- DIRECTIONS
From the line with "Mark one point per instance of the clothing" through the end of the material, update the lines by replacing "Target" with "Object" and leaving everything else unchanged.

- INFORMATION SUPPLIED
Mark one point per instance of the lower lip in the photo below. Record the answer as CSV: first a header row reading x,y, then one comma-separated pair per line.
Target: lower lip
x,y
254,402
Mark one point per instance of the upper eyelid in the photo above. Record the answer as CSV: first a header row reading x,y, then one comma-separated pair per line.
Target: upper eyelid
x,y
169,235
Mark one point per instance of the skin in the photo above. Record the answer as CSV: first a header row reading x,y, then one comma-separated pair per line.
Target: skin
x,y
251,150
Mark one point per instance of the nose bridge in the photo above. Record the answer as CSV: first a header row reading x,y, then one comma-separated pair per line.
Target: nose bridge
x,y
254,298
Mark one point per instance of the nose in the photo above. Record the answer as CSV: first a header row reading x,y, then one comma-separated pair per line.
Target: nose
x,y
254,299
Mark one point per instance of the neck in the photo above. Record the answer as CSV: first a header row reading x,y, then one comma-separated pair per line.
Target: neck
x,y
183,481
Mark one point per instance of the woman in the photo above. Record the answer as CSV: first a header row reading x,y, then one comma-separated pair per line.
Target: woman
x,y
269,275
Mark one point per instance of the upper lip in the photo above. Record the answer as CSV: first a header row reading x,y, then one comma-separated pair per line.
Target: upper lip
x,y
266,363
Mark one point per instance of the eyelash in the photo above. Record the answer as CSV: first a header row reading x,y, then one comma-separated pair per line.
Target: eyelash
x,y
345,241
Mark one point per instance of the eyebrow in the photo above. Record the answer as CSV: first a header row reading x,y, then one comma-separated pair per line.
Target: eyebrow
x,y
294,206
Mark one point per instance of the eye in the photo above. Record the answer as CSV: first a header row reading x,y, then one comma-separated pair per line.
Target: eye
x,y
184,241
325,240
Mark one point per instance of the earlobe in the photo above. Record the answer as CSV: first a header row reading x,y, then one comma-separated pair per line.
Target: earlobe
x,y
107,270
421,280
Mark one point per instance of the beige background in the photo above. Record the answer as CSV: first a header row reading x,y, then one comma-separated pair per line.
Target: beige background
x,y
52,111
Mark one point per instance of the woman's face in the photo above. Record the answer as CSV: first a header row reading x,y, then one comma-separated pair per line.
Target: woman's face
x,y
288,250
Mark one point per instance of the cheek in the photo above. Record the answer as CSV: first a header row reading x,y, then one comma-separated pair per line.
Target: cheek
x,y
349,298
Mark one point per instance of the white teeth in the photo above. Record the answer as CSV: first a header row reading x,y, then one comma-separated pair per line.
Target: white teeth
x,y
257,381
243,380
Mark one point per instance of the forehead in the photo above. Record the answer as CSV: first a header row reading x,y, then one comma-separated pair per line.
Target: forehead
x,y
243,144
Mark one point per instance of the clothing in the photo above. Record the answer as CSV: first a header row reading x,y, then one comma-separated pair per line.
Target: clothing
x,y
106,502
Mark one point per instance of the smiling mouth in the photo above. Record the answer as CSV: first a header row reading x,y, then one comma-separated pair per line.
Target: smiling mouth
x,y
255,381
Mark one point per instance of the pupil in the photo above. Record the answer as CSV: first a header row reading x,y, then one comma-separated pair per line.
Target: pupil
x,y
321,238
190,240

- WRITTEN ANSWER
Mark one point per instance of the clothing in the photo above. Record the answer as CSV: first a header row reading x,y, then one comma-separated pair per line.
Object: clothing
x,y
106,502
Mark one point per instance of the smiling mouth in the photo above. Record the answer as CSV: first a header row reading x,y, then one comma-separated pair per line.
Object: smiling mouth
x,y
255,381
Mark one point per instance of the pupil in the photo above. Record the answer as CSV: first a header row reading x,y, then one comma-separated pair per line.
Object: pupil
x,y
321,238
190,240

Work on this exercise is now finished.